* _Fuente_:
El Tribunal Constitucional ha dejado claro en varias sentencias que los planes y fondos de pensiones son una figura híbrida: por un lado, funcionan como instrumentos financieros sujetos a reglas de solvencia, liquidez y gestión de activos; por otro, su finalidad última es social, pues buscan complementar las prestaciones públicas de jubilación, incapacidad o fallecimiento. Como resumió el TC en 1997: “La financiación es un instrumento al servicio de la previsión social y no a la inversa”.
La gran cuestión es si sería posible imponer por ley que todas las empresas de más de un determinado tamaño ofrezcan a sus trabajadores un plan de empleo. La respuesta es que sí: sería constitucionalmente viable y económicamente justificable, siempre que el diseño de la norma respete la proporcionalidad y deje margen de libertad a los agentes sociales.
El artículo 41 de la Constitución obliga al Estado a garantizar un sistema público de pensiones, pero no prohíbe reforzarlo con esquemas complementarios obligatorios. De hecho, la propia jurisprudencia admite que el legislador pueda intensificar la regulación de estos instrumentos si persigue un interés general.

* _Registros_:
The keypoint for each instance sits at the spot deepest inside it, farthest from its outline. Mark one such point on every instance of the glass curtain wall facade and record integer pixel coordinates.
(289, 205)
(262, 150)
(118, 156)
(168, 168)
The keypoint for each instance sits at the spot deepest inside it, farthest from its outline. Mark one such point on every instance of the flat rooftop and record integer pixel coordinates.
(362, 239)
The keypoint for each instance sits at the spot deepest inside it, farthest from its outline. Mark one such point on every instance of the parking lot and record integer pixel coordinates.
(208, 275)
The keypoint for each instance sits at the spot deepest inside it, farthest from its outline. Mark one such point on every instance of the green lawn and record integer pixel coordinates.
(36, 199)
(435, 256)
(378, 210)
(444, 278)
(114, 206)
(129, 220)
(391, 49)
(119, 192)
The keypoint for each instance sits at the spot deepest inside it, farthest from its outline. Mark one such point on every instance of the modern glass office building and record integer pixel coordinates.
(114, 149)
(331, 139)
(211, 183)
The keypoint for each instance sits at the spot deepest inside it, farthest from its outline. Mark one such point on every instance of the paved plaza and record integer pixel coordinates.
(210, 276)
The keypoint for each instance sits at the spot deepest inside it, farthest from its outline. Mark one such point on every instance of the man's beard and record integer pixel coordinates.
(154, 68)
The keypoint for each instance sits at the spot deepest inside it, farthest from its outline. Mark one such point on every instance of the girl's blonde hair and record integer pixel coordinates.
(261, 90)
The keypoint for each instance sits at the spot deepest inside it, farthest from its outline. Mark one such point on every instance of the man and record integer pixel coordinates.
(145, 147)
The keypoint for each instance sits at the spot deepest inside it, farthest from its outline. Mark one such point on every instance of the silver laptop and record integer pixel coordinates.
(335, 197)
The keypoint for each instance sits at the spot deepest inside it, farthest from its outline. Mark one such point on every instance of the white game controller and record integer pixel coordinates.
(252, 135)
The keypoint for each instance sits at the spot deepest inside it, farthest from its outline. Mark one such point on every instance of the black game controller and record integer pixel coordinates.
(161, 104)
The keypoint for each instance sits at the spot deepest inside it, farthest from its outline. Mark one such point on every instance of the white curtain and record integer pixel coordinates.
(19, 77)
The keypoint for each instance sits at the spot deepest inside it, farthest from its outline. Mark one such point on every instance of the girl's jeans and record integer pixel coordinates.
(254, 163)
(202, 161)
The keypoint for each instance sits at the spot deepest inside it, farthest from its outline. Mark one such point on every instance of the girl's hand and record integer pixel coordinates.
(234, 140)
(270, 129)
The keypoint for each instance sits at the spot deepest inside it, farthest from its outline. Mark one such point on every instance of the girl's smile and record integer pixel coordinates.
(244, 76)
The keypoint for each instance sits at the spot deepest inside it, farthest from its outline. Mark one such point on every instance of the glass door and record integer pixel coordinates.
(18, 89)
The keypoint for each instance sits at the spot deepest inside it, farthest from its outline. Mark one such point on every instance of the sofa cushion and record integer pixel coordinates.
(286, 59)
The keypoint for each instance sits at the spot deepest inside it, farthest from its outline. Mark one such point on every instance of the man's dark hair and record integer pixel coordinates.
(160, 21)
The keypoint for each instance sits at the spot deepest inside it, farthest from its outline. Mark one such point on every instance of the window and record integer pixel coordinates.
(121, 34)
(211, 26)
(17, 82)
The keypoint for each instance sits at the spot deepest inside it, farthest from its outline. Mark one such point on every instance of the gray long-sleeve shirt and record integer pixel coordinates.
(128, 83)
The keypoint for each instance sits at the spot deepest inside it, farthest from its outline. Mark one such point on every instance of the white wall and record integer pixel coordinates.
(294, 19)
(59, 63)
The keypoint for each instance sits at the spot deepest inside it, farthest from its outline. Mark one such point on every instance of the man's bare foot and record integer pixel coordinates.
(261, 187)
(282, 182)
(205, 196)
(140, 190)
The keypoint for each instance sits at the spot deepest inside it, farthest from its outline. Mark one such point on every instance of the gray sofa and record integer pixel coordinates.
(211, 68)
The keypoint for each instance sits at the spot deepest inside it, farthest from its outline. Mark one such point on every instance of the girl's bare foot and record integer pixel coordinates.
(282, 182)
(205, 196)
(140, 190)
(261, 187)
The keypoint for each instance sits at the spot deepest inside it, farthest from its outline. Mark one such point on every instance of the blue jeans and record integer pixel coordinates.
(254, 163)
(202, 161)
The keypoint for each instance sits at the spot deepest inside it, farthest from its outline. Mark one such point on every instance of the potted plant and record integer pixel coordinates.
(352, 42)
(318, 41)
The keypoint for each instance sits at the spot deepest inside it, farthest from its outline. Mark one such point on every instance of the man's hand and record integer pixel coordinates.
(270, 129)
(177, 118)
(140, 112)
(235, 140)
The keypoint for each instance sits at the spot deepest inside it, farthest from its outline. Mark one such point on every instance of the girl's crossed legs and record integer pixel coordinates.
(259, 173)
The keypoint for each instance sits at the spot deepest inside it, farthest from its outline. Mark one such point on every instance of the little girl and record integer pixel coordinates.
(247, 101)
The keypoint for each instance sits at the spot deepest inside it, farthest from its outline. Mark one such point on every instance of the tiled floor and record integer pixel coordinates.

* _Ejercicios propuestos_:
1 > Reproduzca de forma íntegra y literal el texto sobre los planes y fondos de pensiones.
2 > Transforme en una tabla Markdown con las columnas «Posición» y «Texto» las líneas de los registros, desde la que contiene "man's hand and record integer pixel coordinates." hasta el final de los registros, ambas incluidas. Omita las líneas en blanco.

* _Soluciones_:
1 >
El Tribunal Constitucional ha dejado claro en varias sentencias que los planes y fondos de pensiones son una figura híbrida: por un lado, funcionan como instrumentos financieros sujetos a reglas de solvencia, liquidez y gestión de activos; por otro, su finalidad última es social, pues buscan complementar las prestaciones públicas de jubilación, incapacidad o fallecimiento. Como resumió el TC en 1997: “La financiación es un instrumento al servicio de la previsión social y no a la inversa”.
La gran cuestión es si sería posible imponer por ley que todas las empresas de más de un determinado tamaño ofrezcan a sus trabajadores un plan de empleo. La respuesta es que sí: sería constitucionalmente viable y económicamente justificable, siempre que el diseño de la norma respete la proporcionalidad y deje margen de libertad a los agentes sociales.
El artículo 41 de la Constitución obliga al Estado a garantizar un sistema público de pensiones, pero no prohíbe reforzarlo con esquemas complementarios obligatorios. De hecho, la propia jurisprudencia admite que el legislador pueda intensificar la regulación de estos instrumentos si persigue un interés general.

2 >
| Posición | Texto |
|---|---|
| 1 | The keypoint for each instance sits at the spot deepest inside it, farthest from its outline. Mark one such point on every instance of the man's hand and record integer pixel coordinates. |
| 2 | (270, 129) |
| 3 | (177, 118) |
| 4 | (140, 112) |
| 5 | (235, 140) |
| 6 | The keypoint for each instance sits at the spot deepest inside it, farthest from its outline. Mark one such point on every instance of the girl's crossed legs and record integer pixel coordinates. |
| 7 | (259, 173) |
| 8 | The keypoint for each instance sits at the spot deepest inside it, farthest from its outline. Mark one such point on every instance of the little girl and record integer pixel coordinates. |
| 9 | (247, 101) |
| 10 | The keypoint for each instance sits at the spot deepest inside it, farthest from its outline. Mark one such point on every instance of the tiled floor and record integer pixel coordinates. |